◆ Written task 1:
Reproduce everything in the thread below from "I have an HP" down to "of this hp?", substituting "blue light" for "green light".

═════ Extract ═════

# why hp desktop computer not turning on



## ssmith (Jun 17, 2010)

I have an HP desktop with the power button located at the top of the tower. It will not turn on when I power it up. I have check all the connectors, everything was secure. I tried replaceing the button cell battery, still nothing. You can see a green light illimunating through case where the vent screen is in the back, so I guess it's getting power. Any other suggestions? please..........


----------



## loda117 (Aug 6, 2010)

So you have checked all the power cable connection inside the box? 
What is the model # of this hp? 

Have you tried disconnecting the power cable from the motherboard and re seating it 
Also the Front or top panel cables are connected to the right places?


----------



## ssmith (Jun 17, 2010)

It's a Pavillion slimlime s3720y. inside the box? not sure what wires are what inside the box.


----------



## Tyree (May 10, 2009)

Have you been experiencing any problems prior to this one?

═════ Entries supplied ═════

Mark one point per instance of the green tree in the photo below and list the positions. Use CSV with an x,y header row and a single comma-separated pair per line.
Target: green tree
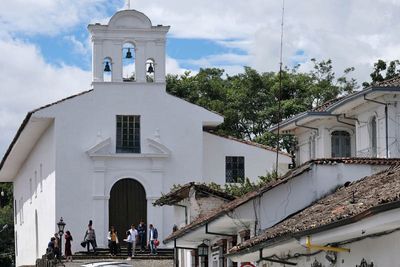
x,y
6,218
383,71
248,101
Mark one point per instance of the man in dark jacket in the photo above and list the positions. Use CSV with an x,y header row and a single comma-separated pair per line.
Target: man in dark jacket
x,y
153,236
142,235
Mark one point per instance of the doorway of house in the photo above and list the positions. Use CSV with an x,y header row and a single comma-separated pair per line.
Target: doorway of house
x,y
127,205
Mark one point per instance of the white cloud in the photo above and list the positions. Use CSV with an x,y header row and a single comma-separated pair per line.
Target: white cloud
x,y
48,16
27,82
351,33
78,46
173,67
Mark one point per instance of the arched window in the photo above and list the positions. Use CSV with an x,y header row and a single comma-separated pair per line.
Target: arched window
x,y
128,62
341,146
373,137
150,70
107,69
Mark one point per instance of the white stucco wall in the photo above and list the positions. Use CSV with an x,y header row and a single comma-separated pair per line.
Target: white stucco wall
x,y
322,139
364,113
375,239
303,190
257,161
84,183
31,240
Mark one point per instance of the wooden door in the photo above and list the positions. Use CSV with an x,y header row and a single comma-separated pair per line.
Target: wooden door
x,y
127,205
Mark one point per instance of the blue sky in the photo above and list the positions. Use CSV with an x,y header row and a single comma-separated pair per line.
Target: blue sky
x,y
72,47
45,50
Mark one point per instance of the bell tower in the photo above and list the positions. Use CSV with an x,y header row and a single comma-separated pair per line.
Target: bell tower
x,y
128,49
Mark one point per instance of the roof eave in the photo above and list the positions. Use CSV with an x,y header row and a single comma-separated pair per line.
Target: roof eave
x,y
271,242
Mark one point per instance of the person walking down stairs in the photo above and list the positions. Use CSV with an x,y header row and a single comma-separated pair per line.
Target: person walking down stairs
x,y
113,241
153,242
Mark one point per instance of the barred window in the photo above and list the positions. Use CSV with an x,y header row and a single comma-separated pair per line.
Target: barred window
x,y
234,169
128,134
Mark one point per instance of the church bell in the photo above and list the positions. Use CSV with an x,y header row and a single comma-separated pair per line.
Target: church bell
x,y
150,69
107,67
128,54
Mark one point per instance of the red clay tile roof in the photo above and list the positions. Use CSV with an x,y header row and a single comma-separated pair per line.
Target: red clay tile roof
x,y
218,212
351,202
26,120
327,104
247,142
183,192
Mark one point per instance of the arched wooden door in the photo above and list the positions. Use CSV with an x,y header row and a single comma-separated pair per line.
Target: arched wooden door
x,y
127,205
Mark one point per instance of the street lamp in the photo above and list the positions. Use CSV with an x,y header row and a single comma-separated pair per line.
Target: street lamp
x,y
61,226
2,198
203,254
203,250
4,228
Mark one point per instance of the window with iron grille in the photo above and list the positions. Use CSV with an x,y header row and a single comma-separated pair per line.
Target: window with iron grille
x,y
234,169
128,134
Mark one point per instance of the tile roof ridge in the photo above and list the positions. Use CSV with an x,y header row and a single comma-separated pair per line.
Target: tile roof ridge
x,y
269,235
248,142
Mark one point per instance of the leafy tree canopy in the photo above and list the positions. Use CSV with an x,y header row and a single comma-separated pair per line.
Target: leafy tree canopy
x,y
249,100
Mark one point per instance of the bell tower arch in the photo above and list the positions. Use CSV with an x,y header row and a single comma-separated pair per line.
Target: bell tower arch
x,y
109,42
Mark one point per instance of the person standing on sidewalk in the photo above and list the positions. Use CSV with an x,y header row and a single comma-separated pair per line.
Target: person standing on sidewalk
x,y
134,235
90,237
68,252
142,235
153,235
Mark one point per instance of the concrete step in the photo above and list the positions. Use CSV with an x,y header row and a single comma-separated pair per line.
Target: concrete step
x,y
122,257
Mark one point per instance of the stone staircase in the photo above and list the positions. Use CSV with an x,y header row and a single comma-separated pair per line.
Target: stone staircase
x,y
104,253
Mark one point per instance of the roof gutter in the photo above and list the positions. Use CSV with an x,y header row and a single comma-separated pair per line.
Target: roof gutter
x,y
386,121
367,213
19,132
307,127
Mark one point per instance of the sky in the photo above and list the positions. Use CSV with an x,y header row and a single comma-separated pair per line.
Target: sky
x,y
45,51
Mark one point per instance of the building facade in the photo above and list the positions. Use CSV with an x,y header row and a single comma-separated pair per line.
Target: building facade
x,y
362,124
106,154
338,207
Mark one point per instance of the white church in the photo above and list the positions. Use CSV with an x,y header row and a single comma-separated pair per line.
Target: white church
x,y
107,153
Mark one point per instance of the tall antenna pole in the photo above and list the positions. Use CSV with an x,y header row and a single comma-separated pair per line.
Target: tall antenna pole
x,y
127,4
280,89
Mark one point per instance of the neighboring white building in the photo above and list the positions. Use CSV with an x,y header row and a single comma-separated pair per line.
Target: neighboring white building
x,y
363,124
339,144
248,216
358,223
106,154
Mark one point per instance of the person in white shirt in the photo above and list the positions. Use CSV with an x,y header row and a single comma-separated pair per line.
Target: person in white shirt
x,y
134,234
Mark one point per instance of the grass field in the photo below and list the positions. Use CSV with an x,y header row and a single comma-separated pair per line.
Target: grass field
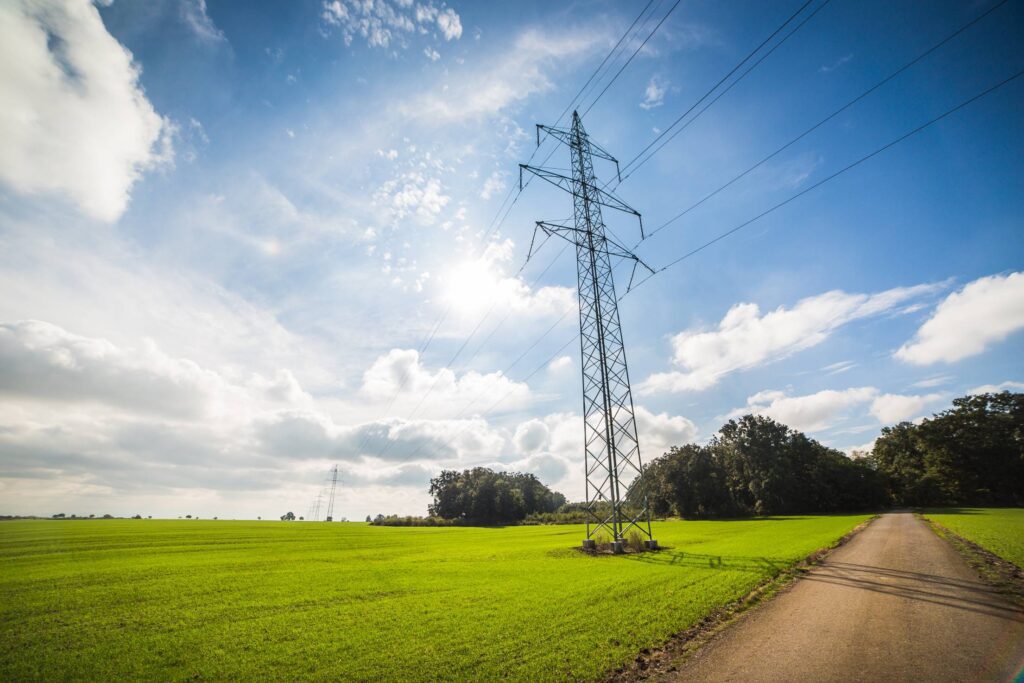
x,y
1000,530
114,599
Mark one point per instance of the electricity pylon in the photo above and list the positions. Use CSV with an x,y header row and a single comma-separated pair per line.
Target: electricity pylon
x,y
611,452
330,503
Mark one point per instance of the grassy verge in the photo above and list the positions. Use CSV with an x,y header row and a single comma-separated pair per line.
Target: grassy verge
x,y
653,663
156,599
990,539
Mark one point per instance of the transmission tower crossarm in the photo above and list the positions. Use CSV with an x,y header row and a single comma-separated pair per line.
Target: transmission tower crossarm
x,y
598,196
565,135
612,467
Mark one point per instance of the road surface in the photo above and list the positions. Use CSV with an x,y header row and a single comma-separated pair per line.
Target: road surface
x,y
896,603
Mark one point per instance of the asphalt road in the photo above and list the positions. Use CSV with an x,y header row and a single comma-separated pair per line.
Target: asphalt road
x,y
896,603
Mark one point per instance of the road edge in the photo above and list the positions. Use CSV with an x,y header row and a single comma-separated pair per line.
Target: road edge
x,y
668,657
1006,577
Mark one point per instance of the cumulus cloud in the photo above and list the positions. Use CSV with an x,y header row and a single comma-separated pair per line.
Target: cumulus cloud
x,y
492,87
561,363
891,408
745,338
42,360
413,194
822,410
195,14
809,413
480,285
75,120
969,322
400,374
386,23
997,388
495,183
653,94
660,431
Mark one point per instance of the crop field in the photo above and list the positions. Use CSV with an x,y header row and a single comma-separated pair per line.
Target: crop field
x,y
166,599
1000,530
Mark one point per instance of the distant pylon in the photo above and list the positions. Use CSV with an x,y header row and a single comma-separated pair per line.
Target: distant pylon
x,y
611,452
330,503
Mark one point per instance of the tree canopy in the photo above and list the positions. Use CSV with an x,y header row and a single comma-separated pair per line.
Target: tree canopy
x,y
484,497
756,466
972,454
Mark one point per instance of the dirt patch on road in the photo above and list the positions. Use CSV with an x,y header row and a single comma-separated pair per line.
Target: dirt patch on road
x,y
654,663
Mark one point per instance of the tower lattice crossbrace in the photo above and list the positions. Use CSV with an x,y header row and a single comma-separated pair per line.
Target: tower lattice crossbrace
x,y
614,500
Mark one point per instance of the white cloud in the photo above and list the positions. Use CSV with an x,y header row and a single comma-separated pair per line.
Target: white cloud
x,y
494,183
822,410
43,361
530,436
745,338
841,367
195,14
930,382
75,120
968,322
413,194
450,24
653,94
400,373
890,408
660,431
561,363
809,413
997,388
479,285
386,23
493,87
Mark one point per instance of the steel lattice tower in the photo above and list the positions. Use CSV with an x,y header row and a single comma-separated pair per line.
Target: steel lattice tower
x,y
611,452
330,504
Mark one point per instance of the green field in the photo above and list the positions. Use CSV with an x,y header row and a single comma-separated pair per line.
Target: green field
x,y
114,599
1000,530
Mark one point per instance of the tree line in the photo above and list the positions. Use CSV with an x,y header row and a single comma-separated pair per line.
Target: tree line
x,y
483,497
972,454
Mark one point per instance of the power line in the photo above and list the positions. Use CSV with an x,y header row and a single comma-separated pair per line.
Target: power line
x,y
635,52
723,236
496,224
686,125
828,118
835,175
750,55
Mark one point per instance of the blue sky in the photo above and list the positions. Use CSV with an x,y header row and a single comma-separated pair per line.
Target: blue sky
x,y
227,230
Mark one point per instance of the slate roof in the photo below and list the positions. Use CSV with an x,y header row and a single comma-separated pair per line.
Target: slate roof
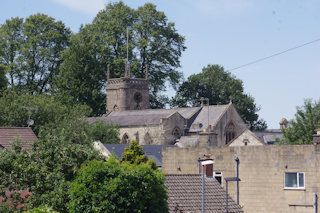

═════

◆ Written task 2:
How many lines of the records above contain the string "clay", with case counting? Reply with the number alone.

◆ Final answer 1:
I have an HP desktop with the power button located at the top of the tower. It will not turn on when I power it up. I have check all the connectors, everything was secure. I tried replaceing the button cell battery, still nothing. You can see a blue light illimunating through case where the vent screen is in the back, so I guess it's getting power. Any other suggestions? please..........


----------



## loda117 (Aug 6, 2010)

So you have checked all the power cable connection inside the box? 
What is the model # of this hp?

◆ Final answer 2:
2